::: RAW DATA :::

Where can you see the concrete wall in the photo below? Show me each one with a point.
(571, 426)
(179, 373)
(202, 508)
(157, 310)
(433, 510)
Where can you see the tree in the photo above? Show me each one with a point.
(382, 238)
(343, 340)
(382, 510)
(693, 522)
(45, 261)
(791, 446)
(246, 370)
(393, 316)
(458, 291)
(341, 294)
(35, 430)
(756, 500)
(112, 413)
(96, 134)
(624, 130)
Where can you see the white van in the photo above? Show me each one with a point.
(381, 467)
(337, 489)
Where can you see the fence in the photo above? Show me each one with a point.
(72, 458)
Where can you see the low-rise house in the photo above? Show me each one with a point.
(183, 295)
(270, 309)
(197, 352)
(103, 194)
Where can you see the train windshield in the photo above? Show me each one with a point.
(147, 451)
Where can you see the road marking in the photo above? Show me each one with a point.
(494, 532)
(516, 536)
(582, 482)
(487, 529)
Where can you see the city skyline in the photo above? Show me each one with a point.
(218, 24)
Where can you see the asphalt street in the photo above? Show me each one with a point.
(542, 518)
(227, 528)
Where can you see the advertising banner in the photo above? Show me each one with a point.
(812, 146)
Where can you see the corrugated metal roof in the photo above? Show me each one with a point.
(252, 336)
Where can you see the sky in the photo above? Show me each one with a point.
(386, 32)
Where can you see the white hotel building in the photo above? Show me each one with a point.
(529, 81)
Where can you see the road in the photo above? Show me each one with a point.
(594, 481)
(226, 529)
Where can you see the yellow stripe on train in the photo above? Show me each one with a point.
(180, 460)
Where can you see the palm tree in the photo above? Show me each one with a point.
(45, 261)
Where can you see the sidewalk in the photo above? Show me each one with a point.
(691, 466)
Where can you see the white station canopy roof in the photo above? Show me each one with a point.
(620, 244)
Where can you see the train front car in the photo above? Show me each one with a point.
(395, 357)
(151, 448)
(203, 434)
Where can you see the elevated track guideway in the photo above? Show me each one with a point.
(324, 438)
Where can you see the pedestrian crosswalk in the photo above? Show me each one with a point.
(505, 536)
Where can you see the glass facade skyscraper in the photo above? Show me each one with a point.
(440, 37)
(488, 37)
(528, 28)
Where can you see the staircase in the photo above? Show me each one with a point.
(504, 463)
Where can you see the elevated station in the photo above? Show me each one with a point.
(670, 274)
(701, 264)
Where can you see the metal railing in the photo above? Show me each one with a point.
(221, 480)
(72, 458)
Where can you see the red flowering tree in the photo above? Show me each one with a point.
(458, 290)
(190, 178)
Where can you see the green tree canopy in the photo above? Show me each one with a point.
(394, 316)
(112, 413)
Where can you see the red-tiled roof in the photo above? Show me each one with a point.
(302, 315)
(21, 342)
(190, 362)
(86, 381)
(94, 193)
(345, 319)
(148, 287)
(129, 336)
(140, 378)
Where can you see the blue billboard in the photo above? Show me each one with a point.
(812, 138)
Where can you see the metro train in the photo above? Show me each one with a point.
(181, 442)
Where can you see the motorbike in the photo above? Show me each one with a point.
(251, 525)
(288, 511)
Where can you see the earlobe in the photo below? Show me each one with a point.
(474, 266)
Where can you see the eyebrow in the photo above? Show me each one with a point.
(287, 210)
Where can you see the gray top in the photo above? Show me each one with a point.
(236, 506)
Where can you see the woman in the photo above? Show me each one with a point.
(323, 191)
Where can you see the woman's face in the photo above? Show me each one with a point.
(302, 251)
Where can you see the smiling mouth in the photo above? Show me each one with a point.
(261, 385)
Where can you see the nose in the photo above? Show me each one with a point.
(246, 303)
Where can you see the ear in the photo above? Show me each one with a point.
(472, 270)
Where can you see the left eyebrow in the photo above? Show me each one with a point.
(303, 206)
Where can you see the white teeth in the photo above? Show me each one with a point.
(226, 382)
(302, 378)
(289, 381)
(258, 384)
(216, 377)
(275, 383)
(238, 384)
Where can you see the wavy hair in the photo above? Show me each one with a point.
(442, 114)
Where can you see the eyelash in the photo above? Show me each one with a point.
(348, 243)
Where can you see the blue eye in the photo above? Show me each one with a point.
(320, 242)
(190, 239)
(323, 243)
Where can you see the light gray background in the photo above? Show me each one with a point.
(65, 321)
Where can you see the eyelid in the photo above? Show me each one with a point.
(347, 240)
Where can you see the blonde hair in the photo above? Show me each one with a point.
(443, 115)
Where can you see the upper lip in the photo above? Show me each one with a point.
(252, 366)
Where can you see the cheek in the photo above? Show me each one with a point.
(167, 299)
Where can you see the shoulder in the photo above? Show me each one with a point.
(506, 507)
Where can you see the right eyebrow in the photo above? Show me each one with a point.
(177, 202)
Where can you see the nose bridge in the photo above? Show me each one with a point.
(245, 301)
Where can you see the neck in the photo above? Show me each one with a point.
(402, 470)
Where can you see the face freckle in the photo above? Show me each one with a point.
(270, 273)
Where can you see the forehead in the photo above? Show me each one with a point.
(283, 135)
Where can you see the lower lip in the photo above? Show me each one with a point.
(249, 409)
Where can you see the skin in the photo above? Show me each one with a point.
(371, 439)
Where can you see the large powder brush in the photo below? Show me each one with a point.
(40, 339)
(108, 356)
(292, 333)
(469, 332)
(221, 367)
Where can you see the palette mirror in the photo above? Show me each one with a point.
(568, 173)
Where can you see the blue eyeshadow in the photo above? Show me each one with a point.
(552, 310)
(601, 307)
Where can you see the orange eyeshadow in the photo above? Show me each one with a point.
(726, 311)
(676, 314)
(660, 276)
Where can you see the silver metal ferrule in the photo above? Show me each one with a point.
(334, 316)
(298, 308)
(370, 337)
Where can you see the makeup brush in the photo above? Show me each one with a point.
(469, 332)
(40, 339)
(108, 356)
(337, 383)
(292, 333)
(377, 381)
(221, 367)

:::

WORK INSTRUCTIONS:
Write out the listing once more, matching it exactly.

CORRECT OUTPUT:
Where can you see the concrete wall in the photo below? Show me each one with a point.
(571, 426)
(179, 373)
(202, 508)
(157, 310)
(433, 510)
Where can you see the tree in the photo above? Show me each one with a point.
(382, 238)
(343, 340)
(382, 510)
(693, 522)
(45, 261)
(791, 446)
(246, 370)
(393, 316)
(458, 291)
(341, 294)
(35, 430)
(756, 500)
(112, 413)
(96, 134)
(624, 130)
Where can you see the white van in the photo above? Show me each one with a point.
(381, 467)
(337, 489)
Where can you see the fence in the photo above? Show me each one with a point.
(72, 458)
Where can you see the low-rise house in the photo above? Show me each one with a point.
(183, 295)
(270, 309)
(197, 352)
(103, 194)
Where can you see the train windshield in the photo above? Show me each one with a point.
(147, 451)
Where can you see the road marking in the photo above? Show me each one with a point.
(494, 532)
(516, 536)
(582, 482)
(487, 529)
Where can you see the city skyline in the photo above? Show me each one with a point.
(218, 24)
Where can you see the asphalt street in the photo above? Show me each one with a point.
(542, 518)
(227, 528)
Where can you see the advertising banner in the photo above? Show me each one with a point.
(812, 146)
Where can you see the corrugated metal roof in the photo above? Show me each one with a point.
(252, 336)
Where can you see the sky in the photo above? Show me each one with a point.
(386, 32)
Where can you see the white hotel building in the photo above? Show me each one with a point.
(529, 81)
Where can you see the road in the photo above? Show me each one with a point.
(594, 481)
(226, 529)
Where can you see the yellow stripe on train in the photo above? Show me each one with a point.
(180, 460)
Where can you see the palm tree in the photo above? Show me each one with a point.
(45, 261)
Where can you see the sidewalk in the photo above? Show me each one with a point.
(691, 466)
Where can you see the white station canopy roof in the photo above? Show me each one with a point.
(620, 244)
Where can you see the train front car in the photo above? Show me each one with a point.
(395, 357)
(151, 448)
(203, 434)
Where can you see the elevated track guideway in the photo above? Show me each one with a point.
(324, 438)
Where can you see the pedestrian crosswalk in the photo above? Show me each one with a point.
(505, 536)
Where can you see the glass facade skyscraper in the photo above? Show me each one with a point.
(440, 37)
(488, 37)
(528, 28)
Where can you see the staircase in the photo above? Show me each one with a point.
(504, 463)
Where can you see the elevated station in the photo above? Show me each one with a point.
(670, 274)
(701, 264)
Where can you see the metal railing in the photo above? Show me each one with a point.
(221, 480)
(72, 458)
Where can you see the red flowering tree in the photo above? Show me each one with a point.
(458, 290)
(190, 178)
Where can you see the green tree canopy in the photo above? Show me each one with a point.
(394, 316)
(112, 413)
Where can you see the red-tiled roof in the photo above? Show me each one with a point.
(302, 315)
(21, 342)
(190, 362)
(86, 381)
(94, 193)
(345, 319)
(148, 287)
(129, 336)
(140, 378)
Where can you see the blue billboard in the photo above? Show me each one with a point.
(812, 138)
Where can you see the metro train in the photo above? Show me each one with a point.
(181, 442)
Where can you see the motorbike in the photo above? Show me each one with a point.
(251, 525)
(288, 511)
Where can you see the earlobe in the photo below? Show me each one with a point.
(474, 266)
Where can you see the eyebrow in the photo above? Show me each one with a point.
(287, 210)
Where can you see the gray top in the photo above? Show me each one with a point.
(236, 506)
Where can you see the woman in the photo above? Show me each one with a point.
(323, 191)
Where can you see the woman's face in the photo above? Show me each one with a point.
(302, 251)
Where can you see the smiling mouth in the photo above? Show me each one with a point.
(261, 385)
Where can you see the nose in the photo above? Show me each one with a point.
(246, 303)
Where can you see the ear in the photo above? Show me each one with a point.
(472, 270)
Where can you see the left eyebrow in the photo above? Show me each one with a point.
(303, 206)
Where can you see the white teeth in the photo above? Show me each one with a point.
(226, 382)
(302, 378)
(289, 381)
(258, 384)
(216, 377)
(275, 383)
(238, 384)
Where can you see the wavy hair in the photo above? Show me each one with a point.
(442, 114)
Where can you see the eyelash in the photo above? Show me each one with a point.
(348, 243)
Where can you see the blue eye in the photo above? Show me each one with a point.
(320, 242)
(190, 239)
(323, 243)
Where can you see the light gray background in the photo above? Show me each one with a point.
(65, 321)
Where can you see the eyelid in the photo above? Show me each one with a point.
(347, 240)
Where can you see the blonde hair in the photo above? Show me each one with a point.
(443, 115)
Where can you see the upper lip in the photo above? Show me each one with a point.
(252, 366)
Where can you see the cheek in the photo above? Show me each one with a point.
(167, 299)
Where can you see the shoulder in the photo above? Show me each one with a point.
(506, 507)
Where can you see the right eyebrow in the photo above? Show me each one with a point.
(177, 202)
Where can you see the nose bridge in the photo above? Show me each one with a point.
(245, 301)
Where can you see the neck in the photo above? Show me each one with a point.
(402, 470)
Where can you see the face freckle in the photo above? Show me each one with a point.
(270, 273)
Where can you see the forehead in the photo above? Show me each one with a point.
(283, 135)
Where can you see the lower lip in the photo above? Show me each one with a point.
(249, 409)
Where can you see the skin in the photo above? Show me each one with a point.
(371, 439)
Where can you see the large powder brush in the photo below? Show me each one with a point.
(40, 339)
(108, 356)
(292, 333)
(469, 332)
(221, 367)
Where can you see the palette mirror in the photo above? Show me each one with a point.
(568, 173)
Where can you see the blue eyeshadow in the photo above? Show me each one with a point.
(552, 310)
(601, 307)
Where can you see the orange eyeshadow in the photo above? Show me each one with a point.
(726, 311)
(676, 314)
(660, 276)
Where can you see the silver metal ferrule in the photo above? Show me each one with a point.
(334, 316)
(298, 308)
(370, 337)
Where can you see the makeup brush in the photo above? Show me each one with a point.
(469, 332)
(40, 339)
(108, 356)
(337, 383)
(292, 333)
(377, 381)
(221, 367)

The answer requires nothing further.